# Compito 1:
Elenca tutte le righe qui sotto che contengono la parola "wooden", tenendo conto di maiuscole e minuscole.

# Testo della pagina:

▼

Le fiamme della foresta, nel mio giardino nigeriano, hanno ombrelle fiorite come macchie accecanti e regalano gocce di fuoco al prato sottostante. La begonia perenne, divenuta albero, mi è stata regalata dal clima che non conosce rigori. Le orchidee della mia veranda non smettono di fiorire, l’orecchio di elefante ha foglie impressioniste di un verde brillante screziato di rosso e di bianco. Chiuse nei miei armadietti puliti e disinfettati, in cucina, le pentole, con tanto di coperchio, possono contenere scarafaggi (non si sa come/perché/per quali vie) e causare continuo lavoro-disinfezione-fobia. Un piccolo geco abita la tromba delle scale, altri s’intrufolano ovunque, disegnandosi come sculture vive al centro delle porte bianche.

▲

# Una serie di righe:
▼

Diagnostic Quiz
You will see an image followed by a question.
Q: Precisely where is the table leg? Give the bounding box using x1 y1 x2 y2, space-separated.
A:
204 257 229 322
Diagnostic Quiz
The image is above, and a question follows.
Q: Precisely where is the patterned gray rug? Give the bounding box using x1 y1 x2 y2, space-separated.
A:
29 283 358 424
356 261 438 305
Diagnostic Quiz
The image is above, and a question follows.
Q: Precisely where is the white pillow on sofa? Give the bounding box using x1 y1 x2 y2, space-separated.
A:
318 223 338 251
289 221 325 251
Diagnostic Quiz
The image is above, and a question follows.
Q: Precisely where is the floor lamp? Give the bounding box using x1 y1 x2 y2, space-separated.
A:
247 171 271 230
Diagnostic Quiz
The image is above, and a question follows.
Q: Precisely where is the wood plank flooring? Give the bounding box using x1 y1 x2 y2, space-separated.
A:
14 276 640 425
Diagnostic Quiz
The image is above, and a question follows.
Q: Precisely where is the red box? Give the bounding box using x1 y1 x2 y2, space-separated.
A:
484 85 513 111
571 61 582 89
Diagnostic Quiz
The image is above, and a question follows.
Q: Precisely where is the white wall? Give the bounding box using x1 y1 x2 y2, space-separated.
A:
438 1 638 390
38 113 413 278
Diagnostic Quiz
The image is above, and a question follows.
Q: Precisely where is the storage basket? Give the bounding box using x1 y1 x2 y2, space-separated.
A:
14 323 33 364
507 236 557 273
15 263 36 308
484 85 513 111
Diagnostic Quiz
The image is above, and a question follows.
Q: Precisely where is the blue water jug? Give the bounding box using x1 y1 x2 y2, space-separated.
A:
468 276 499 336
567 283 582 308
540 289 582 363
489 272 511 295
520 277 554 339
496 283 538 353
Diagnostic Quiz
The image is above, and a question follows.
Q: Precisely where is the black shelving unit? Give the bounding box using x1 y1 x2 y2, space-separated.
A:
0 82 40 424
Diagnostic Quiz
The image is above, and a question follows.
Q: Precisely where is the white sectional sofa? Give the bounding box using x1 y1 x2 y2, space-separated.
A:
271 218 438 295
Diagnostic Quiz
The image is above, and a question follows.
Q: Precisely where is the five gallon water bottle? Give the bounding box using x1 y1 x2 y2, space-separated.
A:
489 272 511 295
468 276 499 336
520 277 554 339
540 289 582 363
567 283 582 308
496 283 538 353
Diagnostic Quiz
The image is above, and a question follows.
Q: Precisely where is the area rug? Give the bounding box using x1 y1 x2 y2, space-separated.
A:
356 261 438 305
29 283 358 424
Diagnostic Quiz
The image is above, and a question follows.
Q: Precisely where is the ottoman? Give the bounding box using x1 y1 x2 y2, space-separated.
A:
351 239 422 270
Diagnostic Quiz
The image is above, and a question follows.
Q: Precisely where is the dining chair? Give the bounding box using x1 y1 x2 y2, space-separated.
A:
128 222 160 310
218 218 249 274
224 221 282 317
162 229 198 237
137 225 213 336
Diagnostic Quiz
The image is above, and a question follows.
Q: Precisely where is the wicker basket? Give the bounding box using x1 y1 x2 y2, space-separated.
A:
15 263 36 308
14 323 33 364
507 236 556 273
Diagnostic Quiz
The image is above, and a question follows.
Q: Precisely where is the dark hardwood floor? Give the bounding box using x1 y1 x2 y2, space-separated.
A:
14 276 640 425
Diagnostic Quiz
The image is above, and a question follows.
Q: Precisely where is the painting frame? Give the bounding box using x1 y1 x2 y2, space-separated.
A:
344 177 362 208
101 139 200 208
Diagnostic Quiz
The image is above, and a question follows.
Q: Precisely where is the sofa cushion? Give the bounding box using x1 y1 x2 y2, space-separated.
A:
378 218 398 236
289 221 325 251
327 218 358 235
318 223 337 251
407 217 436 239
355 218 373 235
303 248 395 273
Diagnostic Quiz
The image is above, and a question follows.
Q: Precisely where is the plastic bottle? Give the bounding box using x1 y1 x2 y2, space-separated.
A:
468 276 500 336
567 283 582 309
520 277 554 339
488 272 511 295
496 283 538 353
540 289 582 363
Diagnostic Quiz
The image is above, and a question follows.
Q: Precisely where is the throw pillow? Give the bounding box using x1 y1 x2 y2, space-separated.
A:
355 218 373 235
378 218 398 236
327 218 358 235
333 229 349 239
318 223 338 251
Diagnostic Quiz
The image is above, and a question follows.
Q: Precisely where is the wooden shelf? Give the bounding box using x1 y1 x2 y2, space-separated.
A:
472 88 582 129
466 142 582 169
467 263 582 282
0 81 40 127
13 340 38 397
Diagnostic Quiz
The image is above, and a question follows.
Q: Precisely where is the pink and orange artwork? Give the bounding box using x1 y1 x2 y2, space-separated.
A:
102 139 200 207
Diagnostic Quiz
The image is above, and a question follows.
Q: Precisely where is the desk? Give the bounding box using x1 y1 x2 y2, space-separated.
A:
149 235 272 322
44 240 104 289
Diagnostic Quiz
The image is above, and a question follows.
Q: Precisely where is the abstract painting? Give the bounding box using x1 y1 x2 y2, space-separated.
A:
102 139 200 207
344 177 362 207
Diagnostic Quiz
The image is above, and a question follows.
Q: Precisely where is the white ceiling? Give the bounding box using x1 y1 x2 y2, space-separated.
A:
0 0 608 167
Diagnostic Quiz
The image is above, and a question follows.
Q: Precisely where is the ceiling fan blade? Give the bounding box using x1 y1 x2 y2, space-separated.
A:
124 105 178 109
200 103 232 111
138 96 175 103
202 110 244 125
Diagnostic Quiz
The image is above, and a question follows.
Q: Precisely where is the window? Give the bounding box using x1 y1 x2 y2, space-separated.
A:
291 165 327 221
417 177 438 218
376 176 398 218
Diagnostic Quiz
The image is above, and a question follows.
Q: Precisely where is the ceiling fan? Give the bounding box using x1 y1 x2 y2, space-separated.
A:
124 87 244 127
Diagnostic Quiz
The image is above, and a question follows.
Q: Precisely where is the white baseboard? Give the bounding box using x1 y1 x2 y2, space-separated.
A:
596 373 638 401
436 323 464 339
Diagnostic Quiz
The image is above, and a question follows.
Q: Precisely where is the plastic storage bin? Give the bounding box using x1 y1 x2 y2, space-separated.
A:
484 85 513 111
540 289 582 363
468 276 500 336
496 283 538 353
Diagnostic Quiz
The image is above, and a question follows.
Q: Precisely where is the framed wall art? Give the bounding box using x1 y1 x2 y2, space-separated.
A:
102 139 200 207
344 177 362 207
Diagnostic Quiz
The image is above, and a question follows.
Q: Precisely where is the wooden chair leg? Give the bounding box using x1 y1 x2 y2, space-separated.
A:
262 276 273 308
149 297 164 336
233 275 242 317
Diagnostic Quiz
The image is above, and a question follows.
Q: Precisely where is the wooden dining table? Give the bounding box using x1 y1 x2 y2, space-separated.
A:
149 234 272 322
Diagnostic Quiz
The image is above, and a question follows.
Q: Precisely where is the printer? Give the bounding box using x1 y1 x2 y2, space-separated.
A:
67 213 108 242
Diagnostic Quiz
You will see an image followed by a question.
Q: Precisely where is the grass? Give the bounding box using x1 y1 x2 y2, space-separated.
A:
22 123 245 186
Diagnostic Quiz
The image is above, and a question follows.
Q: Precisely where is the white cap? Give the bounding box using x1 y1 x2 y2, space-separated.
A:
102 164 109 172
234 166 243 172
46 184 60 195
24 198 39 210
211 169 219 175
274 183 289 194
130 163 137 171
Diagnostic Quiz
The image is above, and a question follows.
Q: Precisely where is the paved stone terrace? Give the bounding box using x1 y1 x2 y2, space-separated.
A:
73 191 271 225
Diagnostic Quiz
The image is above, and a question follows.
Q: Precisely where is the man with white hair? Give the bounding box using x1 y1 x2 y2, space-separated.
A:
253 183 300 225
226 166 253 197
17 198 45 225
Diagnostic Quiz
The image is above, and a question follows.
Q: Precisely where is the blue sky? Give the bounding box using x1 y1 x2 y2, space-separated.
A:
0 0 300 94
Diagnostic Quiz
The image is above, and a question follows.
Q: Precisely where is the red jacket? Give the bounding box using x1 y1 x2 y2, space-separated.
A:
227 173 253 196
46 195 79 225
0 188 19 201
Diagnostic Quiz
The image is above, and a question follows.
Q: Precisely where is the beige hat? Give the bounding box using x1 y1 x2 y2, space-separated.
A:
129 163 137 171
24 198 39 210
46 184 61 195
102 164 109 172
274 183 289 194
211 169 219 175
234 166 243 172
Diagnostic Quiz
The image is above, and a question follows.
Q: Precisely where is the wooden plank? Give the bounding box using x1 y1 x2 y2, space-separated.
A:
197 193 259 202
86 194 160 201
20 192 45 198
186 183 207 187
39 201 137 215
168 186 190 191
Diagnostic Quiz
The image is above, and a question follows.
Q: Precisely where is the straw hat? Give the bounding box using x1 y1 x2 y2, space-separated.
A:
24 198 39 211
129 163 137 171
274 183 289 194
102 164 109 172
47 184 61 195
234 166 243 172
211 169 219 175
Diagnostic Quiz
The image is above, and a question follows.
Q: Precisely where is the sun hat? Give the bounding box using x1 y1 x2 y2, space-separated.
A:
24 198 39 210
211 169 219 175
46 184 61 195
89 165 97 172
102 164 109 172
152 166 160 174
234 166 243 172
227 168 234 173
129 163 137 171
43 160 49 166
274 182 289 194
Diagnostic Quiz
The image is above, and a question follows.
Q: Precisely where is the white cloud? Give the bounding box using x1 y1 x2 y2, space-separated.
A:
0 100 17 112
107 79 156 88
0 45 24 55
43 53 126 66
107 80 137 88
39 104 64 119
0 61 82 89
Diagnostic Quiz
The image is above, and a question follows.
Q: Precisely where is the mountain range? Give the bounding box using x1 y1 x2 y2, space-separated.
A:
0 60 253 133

▲

# Compito 2:
Secondo il testo della pagina, dove abita il piccolo geco?

# Risposta completa 1:
Q: Precisely where is the wooden shelf? Give the bounding box using x1 y1 x2 y2, space-separated.
Q: Precisely where is the wooden chair leg? Give the bounding box using x1 y1 x2 y2, space-separated.
Q: Precisely where is the wooden dining table? Give the bounding box using x1 y1 x2 y2, space-separated.
Q: Precisely where is the wooden plank? Give the bounding box using x1 y1 x2 y2, space-separated.

# Risposta completa 2:
Nella tromba delle scale.